BEGIN
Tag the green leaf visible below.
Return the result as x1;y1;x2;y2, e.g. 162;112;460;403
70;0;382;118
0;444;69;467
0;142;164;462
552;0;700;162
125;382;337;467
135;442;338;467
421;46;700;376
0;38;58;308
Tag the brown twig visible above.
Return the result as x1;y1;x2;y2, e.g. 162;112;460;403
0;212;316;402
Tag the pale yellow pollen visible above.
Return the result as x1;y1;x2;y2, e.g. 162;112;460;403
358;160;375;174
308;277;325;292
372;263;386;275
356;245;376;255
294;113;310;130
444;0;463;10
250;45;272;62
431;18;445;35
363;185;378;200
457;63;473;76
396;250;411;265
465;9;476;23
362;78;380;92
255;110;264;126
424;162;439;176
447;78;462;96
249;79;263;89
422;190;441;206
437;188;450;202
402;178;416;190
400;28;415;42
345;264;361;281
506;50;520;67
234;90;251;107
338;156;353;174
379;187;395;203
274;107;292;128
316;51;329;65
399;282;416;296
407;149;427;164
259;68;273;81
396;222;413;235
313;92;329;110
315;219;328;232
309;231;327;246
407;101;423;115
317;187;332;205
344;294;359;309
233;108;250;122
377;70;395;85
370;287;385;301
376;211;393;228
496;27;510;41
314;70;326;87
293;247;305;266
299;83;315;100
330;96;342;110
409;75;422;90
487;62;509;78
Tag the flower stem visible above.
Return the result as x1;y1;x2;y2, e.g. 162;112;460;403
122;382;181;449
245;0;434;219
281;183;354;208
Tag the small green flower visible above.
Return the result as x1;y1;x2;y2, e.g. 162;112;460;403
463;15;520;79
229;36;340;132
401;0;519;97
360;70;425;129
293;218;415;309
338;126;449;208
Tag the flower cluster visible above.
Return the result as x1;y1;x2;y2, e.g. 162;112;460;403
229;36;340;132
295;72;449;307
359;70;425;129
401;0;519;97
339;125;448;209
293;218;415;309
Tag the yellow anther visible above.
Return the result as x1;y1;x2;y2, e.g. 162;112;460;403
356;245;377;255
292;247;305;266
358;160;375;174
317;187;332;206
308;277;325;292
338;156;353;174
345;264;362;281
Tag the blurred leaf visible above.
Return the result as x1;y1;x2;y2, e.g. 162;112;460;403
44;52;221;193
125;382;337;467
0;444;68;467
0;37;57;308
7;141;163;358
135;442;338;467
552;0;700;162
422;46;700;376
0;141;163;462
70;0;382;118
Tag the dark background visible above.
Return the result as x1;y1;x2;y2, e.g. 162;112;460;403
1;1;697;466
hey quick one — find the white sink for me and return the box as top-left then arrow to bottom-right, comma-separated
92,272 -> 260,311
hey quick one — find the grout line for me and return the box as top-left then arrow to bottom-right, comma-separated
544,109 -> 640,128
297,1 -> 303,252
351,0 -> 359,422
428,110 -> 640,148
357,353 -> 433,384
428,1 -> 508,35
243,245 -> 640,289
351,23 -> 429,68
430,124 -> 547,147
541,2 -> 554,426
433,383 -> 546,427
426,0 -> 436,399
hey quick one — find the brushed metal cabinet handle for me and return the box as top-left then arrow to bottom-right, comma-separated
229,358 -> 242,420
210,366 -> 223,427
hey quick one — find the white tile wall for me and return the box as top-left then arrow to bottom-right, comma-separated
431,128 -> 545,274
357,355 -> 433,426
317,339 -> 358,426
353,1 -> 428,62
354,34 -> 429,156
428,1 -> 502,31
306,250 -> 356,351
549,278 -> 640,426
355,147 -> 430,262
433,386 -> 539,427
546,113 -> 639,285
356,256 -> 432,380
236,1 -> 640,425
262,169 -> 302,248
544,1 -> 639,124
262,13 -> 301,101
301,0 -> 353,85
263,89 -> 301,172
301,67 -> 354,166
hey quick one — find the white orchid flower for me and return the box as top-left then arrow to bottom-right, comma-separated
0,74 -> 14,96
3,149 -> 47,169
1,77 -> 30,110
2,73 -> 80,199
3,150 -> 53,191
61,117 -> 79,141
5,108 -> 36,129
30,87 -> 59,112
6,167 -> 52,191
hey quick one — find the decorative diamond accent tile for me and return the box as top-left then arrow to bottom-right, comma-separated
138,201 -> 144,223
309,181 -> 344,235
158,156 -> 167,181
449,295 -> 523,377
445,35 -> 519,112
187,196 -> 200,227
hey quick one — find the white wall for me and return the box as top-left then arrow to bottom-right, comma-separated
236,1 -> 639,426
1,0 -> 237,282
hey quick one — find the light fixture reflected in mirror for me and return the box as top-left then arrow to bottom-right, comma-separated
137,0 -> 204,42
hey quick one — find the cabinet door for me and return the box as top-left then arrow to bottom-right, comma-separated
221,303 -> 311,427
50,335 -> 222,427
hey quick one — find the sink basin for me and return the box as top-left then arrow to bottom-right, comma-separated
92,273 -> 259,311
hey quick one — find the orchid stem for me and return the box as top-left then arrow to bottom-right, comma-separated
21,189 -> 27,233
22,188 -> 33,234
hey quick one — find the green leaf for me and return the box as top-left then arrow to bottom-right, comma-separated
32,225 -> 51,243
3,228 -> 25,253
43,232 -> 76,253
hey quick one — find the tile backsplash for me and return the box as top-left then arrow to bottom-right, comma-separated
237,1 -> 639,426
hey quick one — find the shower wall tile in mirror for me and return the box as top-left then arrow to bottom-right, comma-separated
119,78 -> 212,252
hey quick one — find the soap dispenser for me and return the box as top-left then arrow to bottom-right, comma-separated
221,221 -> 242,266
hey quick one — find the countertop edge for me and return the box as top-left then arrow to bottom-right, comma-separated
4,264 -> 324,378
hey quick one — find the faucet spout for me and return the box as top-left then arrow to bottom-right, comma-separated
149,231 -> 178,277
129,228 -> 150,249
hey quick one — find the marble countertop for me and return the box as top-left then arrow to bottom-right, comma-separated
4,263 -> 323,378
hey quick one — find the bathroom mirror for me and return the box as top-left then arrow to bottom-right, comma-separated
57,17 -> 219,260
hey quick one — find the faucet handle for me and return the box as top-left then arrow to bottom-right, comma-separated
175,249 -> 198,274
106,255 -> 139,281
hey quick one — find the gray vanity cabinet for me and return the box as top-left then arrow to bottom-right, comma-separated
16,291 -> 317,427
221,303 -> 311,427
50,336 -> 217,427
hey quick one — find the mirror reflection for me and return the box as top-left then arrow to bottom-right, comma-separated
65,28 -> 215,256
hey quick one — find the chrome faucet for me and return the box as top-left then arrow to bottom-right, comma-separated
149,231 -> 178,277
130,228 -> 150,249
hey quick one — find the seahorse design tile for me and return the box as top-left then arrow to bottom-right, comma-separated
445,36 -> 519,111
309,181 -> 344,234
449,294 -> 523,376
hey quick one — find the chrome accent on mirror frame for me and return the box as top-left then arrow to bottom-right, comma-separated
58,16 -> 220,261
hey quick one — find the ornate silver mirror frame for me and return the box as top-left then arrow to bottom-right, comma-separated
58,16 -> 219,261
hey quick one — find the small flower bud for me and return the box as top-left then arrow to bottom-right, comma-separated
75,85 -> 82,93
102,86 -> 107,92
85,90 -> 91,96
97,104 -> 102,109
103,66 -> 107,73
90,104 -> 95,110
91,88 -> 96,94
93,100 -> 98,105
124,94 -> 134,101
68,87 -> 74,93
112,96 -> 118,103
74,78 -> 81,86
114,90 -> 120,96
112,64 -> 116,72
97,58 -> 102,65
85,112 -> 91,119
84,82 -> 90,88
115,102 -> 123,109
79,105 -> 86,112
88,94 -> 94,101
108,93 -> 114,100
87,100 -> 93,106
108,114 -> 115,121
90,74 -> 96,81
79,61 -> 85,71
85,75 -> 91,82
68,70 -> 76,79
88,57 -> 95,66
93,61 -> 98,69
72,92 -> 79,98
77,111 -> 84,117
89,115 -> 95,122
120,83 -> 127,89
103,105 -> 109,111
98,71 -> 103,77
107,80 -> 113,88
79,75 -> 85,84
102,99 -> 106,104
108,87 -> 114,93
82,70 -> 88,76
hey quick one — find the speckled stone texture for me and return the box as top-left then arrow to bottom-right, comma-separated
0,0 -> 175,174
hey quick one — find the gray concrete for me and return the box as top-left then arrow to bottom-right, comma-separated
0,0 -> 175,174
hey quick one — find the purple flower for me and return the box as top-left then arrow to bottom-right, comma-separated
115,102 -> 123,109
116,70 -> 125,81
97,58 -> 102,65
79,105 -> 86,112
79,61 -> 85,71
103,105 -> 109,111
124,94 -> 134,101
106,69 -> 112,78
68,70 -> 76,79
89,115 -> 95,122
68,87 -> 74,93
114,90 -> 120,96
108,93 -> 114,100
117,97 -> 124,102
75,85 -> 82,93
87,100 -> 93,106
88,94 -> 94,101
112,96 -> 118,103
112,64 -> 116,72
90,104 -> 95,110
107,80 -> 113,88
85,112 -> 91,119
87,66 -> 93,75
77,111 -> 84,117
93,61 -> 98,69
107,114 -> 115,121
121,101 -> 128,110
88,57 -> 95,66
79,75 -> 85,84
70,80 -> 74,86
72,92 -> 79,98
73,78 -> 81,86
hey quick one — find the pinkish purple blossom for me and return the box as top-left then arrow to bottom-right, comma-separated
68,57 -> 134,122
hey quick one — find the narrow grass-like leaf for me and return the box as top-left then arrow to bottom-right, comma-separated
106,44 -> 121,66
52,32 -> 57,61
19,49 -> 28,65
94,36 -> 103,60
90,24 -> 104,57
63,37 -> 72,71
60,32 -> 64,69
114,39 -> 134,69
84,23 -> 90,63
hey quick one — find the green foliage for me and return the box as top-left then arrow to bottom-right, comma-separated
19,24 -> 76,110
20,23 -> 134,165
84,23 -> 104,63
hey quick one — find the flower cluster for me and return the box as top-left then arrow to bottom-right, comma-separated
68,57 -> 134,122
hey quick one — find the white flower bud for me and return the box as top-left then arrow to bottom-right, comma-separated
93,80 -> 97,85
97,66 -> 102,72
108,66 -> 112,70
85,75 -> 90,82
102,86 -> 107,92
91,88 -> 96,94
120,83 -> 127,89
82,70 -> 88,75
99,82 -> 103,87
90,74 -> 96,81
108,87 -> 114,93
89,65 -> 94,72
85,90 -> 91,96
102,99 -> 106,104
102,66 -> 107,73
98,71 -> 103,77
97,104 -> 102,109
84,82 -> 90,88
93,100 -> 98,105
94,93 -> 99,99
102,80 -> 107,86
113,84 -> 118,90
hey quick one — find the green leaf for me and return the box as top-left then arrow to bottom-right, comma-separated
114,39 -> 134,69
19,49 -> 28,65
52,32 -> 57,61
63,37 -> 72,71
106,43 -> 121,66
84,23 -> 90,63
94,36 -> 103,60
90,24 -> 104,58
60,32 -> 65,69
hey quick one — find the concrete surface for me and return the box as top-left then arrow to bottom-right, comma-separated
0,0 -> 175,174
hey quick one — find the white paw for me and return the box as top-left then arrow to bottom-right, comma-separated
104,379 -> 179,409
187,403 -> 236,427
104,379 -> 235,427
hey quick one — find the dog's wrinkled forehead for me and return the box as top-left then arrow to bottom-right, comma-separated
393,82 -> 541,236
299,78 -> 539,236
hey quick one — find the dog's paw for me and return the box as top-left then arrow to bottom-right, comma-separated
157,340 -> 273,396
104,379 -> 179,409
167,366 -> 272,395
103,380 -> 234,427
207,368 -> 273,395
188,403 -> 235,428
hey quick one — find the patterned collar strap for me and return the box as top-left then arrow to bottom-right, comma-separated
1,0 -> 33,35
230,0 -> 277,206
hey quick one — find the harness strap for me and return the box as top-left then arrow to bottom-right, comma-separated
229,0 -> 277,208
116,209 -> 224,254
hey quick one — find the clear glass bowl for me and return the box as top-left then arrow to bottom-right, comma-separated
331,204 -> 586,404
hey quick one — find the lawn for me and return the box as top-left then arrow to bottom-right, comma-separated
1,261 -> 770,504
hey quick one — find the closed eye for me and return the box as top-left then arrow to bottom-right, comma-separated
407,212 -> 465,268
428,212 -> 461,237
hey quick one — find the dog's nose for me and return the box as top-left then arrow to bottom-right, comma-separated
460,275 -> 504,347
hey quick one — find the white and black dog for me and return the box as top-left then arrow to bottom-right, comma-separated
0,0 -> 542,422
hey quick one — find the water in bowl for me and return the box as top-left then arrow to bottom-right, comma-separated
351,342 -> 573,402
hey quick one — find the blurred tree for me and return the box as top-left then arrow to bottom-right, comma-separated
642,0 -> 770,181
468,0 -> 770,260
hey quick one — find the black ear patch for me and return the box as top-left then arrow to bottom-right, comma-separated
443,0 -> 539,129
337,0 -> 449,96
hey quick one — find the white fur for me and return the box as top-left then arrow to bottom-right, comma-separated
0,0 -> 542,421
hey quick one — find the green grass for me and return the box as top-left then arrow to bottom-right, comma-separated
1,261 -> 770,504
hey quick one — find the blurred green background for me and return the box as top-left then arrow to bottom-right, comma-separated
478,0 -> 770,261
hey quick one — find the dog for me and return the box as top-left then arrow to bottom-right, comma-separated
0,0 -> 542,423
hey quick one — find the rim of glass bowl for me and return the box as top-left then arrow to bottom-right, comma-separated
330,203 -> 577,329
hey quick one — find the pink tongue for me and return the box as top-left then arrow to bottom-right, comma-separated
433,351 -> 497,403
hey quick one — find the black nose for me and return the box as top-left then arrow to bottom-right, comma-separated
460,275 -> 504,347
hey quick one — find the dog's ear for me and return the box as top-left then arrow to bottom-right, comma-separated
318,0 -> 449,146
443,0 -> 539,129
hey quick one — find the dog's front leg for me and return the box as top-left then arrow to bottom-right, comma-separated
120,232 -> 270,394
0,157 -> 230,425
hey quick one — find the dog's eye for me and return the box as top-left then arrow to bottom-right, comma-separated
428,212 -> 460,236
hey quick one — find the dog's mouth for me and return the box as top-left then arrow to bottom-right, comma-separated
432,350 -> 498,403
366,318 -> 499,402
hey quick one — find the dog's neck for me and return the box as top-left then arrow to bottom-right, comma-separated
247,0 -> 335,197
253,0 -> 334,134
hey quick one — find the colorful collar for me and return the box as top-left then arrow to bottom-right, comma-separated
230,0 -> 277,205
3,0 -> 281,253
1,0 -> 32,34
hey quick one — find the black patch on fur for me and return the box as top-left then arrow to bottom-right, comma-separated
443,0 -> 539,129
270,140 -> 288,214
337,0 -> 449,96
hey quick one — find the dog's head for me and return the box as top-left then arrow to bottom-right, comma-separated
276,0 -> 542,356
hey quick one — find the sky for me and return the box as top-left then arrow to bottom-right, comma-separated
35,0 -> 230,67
END
> EXERCISE GOAL:
Quote the records above from their first line through the line containing "Tag the blurred leaf visible above.", both ends included.

> OUTPUT:
Tag the green leaf visible below.
Return the result as x1;y1;x2;y2, e.g. 162;112;460;403
70;0;382;118
0;444;69;467
0;142;164;462
552;0;700;162
125;382;337;467
135;442;338;467
421;46;700;376
0;38;58;308
Tag the brown twig visible above.
Return the result as x1;y1;x2;y2, e.g. 162;112;460;403
0;212;316;402
Tag the pale yellow pollen visible above.
Return the result as x1;y1;x2;y2, e.g. 162;112;460;403
358;160;375;174
308;277;325;292
372;263;386;275
356;245;376;255
294;113;310;130
444;0;463;10
250;45;272;62
431;18;445;35
363;185;378;200
457;63;473;76
396;250;411;265
465;9;476;23
362;78;380;92
255;110;264;126
424;162;439;176
447;78;462;96
249;79;263;89
422;190;441;206
437;188;450;202
402;178;416;190
400;28;415;42
345;264;361;281
506;50;520;67
234;90;251;107
338;156;353;174
379;187;395;203
274;107;292;128
316;51;329;65
399;282;416;296
407;149;427;164
259;68;273;81
396;222;413;235
313;92;329;110
315;219;328;232
309;231;327;246
407;101;423;115
317;187;332;205
344;294;359;309
233;108;250;122
377;70;395;85
370;287;385;301
376;211;393;228
496;27;510;41
314;70;326;87
293;247;305;266
299;83;315;100
330;96;342;110
409;75;422;90
487;62;509;78
Tag the flower stem visible above.
Return the result as x1;y1;x2;y2, e.g. 162;112;460;403
122;382;181;449
245;0;434;219
281;183;354;208
Tag the small green flower visible above.
Return the result as x1;y1;x2;y2, e.g. 162;112;460;403
463;15;520;79
229;36;340;132
401;0;519;97
360;70;425;129
293;218;415;309
338;126;449;208
Tag the flower cluster visible above.
Return the result as x1;y1;x2;y2, e.g. 162;112;460;403
229;36;340;132
295;72;449;307
359;70;425;129
401;0;519;97
339;125;448;209
293;218;415;309
Tag the yellow anther visible above.
Return the result as x1;y1;x2;y2, e.g. 162;112;460;403
356;245;377;255
292;247;305;266
358;160;375;174
317;187;332;206
308;277;325;292
338;156;353;174
345;264;362;281
Tag the blurred leaf visible above.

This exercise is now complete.